* start Text block *
The EU has, since the Lisbon Treaty, enlarged EU competence vis-à-vis foreign direct investment and has introduced common investment screening procedures in October 2020 [25, 26]. However, when it comes to the security-investment nexus, EU competence is curtailed by national security being a member state prerogative [27]. Divergence in member state policies highlights continuing challenges in adopting a common approach to foreign investments. Our research finds legislative convergence between the Nordic countries, but also highlights how the processes of ‘norm domestication’ taken in the four Nordic countries have depended on local circumstances: on local interests, ideas and institutions, i.e., the societal influences prevalent in a particular society at a particular point in time [28], and how new normative ideas fit with existing ideas in a historical setting [cf. 22].
Our analysis is limited to the ‘foreign investment narrative’ that emerges from official sources, such as legislation, law proposals and reports by governmental or parliamentary committees. We support legislative data with analysis of recent governmental practice on FDI controls in Finland, the only Nordic country that has a decade plus worth of data on reviewed FDI deals. While not conclusive, these materials expose the rationales of law and policy at critical junctures. Comparing the evolution of FDI regulation over extended time-periods allows us to hypothesise the unique conditions that set the most recent investment controls apart from previous iterations. Given that concrete policy shifts are hard to register and that there are often inconsistencies between policy domains (e.g. innovation and employment policy), political parties and governmental agencies, our focus on the end-products of policy contestation and maturation in adopted FDI legislation provides a ‘hard indicator’ of the changing FDI preferences [3].
Previous research on Nordic investment controls is limited. This is surprising as the Nordic countries provide a relatively similar group of countries to analyse similarities (e.g. geography) and differences (e.g. economic structure) in shaping FDI policies both within the Nordic region and as a unit when compared with other states. Beyond economic history [29, 40, 77], most existing studies on restrictive investment policies have taken an economic or financial perspective, often analysing the investment into Nordic countries by multinational enterprises [1]. Solid IR approaches, in particular, have been lacking until very recently, but some recent analyses focusing on other countries do exist [3, 24, 60]. Comparative legal analysis is also rare. Most of the existing scholarship focuses on a single country, and the few comparative accounts are technical and descriptive [32]. Specific analyses of the dynamics of Chinese investment and Nordic investment screening are also rare, although these issues surface in many reports and policy papers that deal with China-EU economic relations [33]. Specific questions, such as technology or military investments, have also occasionally been tackled from a sub-regional point of view [34, 35]. However, the historical evolution of Nordic FDI controls is almost completely neglected in current research, with the contemporary FDI restrictions being portrayed as exceptional measures.
* end Text block *
According to the text on Nordic foreign investment controls, which Nordic country is the only one with more than a decade of data on reviewed FDI deals?
* start Supplied records *
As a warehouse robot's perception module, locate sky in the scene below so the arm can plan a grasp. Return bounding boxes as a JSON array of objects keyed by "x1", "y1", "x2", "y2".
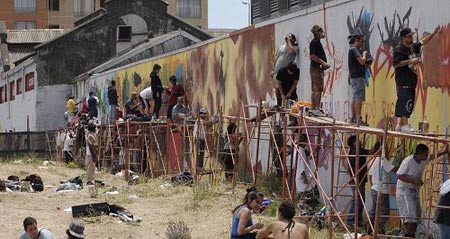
[{"x1": 208, "y1": 0, "x2": 250, "y2": 29}]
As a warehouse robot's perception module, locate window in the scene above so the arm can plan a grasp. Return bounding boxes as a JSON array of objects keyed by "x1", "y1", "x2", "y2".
[
  {"x1": 73, "y1": 0, "x2": 95, "y2": 17},
  {"x1": 117, "y1": 26, "x2": 132, "y2": 42},
  {"x1": 14, "y1": 0, "x2": 36, "y2": 12},
  {"x1": 25, "y1": 71, "x2": 34, "y2": 92},
  {"x1": 177, "y1": 0, "x2": 202, "y2": 18},
  {"x1": 16, "y1": 78, "x2": 22, "y2": 95},
  {"x1": 9, "y1": 81, "x2": 16, "y2": 101},
  {"x1": 14, "y1": 22, "x2": 36, "y2": 29},
  {"x1": 0, "y1": 86, "x2": 5, "y2": 104},
  {"x1": 48, "y1": 0, "x2": 59, "y2": 11}
]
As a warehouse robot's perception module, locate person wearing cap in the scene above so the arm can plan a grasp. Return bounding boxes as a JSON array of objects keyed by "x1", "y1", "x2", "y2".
[
  {"x1": 19, "y1": 217, "x2": 55, "y2": 239},
  {"x1": 88, "y1": 91, "x2": 98, "y2": 118},
  {"x1": 309, "y1": 25, "x2": 330, "y2": 116},
  {"x1": 166, "y1": 76, "x2": 184, "y2": 119},
  {"x1": 139, "y1": 86, "x2": 153, "y2": 114},
  {"x1": 348, "y1": 33, "x2": 369, "y2": 126},
  {"x1": 66, "y1": 220, "x2": 84, "y2": 239},
  {"x1": 394, "y1": 26, "x2": 441, "y2": 133},
  {"x1": 150, "y1": 64, "x2": 164, "y2": 118},
  {"x1": 66, "y1": 95, "x2": 77, "y2": 123}
]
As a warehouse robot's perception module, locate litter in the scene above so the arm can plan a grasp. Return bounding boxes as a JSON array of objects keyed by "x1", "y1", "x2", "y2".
[{"x1": 106, "y1": 191, "x2": 119, "y2": 195}]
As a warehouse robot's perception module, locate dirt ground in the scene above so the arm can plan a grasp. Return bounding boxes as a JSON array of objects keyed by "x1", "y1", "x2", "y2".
[{"x1": 0, "y1": 159, "x2": 321, "y2": 239}]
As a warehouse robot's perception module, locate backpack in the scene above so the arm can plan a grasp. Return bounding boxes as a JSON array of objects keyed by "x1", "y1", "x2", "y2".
[{"x1": 22, "y1": 174, "x2": 44, "y2": 192}]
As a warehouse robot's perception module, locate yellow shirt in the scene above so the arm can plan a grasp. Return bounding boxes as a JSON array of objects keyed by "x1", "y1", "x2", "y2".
[{"x1": 66, "y1": 99, "x2": 76, "y2": 113}]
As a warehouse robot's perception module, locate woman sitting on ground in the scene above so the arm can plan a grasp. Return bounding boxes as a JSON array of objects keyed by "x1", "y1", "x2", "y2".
[{"x1": 230, "y1": 188, "x2": 263, "y2": 239}]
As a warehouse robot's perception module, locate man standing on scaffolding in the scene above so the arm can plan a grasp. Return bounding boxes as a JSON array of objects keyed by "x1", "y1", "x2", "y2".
[
  {"x1": 394, "y1": 26, "x2": 441, "y2": 133},
  {"x1": 309, "y1": 25, "x2": 330, "y2": 116},
  {"x1": 396, "y1": 144, "x2": 448, "y2": 237}
]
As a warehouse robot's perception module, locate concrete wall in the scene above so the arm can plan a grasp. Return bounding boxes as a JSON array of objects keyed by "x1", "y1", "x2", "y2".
[
  {"x1": 79, "y1": 0, "x2": 450, "y2": 209},
  {"x1": 0, "y1": 61, "x2": 38, "y2": 132},
  {"x1": 0, "y1": 0, "x2": 48, "y2": 29}
]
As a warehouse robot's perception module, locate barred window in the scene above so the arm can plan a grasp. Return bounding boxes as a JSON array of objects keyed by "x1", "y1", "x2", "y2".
[
  {"x1": 177, "y1": 0, "x2": 202, "y2": 18},
  {"x1": 14, "y1": 0, "x2": 36, "y2": 12}
]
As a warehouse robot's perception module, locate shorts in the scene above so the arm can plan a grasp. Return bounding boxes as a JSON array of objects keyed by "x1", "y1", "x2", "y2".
[
  {"x1": 350, "y1": 78, "x2": 366, "y2": 102},
  {"x1": 396, "y1": 193, "x2": 422, "y2": 224},
  {"x1": 395, "y1": 88, "x2": 416, "y2": 118},
  {"x1": 309, "y1": 67, "x2": 324, "y2": 92}
]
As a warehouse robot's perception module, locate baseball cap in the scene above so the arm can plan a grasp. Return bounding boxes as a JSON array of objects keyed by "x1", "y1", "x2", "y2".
[
  {"x1": 66, "y1": 221, "x2": 84, "y2": 238},
  {"x1": 400, "y1": 27, "x2": 414, "y2": 37},
  {"x1": 311, "y1": 25, "x2": 323, "y2": 33}
]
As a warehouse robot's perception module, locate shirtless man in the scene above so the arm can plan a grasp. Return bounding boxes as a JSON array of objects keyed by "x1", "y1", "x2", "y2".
[{"x1": 256, "y1": 202, "x2": 309, "y2": 239}]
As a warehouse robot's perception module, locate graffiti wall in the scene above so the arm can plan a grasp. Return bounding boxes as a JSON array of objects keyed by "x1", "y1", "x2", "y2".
[{"x1": 84, "y1": 0, "x2": 450, "y2": 208}]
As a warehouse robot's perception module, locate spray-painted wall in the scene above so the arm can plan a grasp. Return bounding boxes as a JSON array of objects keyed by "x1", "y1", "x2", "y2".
[{"x1": 78, "y1": 0, "x2": 450, "y2": 209}]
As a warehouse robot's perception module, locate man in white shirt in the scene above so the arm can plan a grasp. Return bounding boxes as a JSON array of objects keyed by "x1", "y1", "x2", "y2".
* end Supplied records *
Answer in full
Finland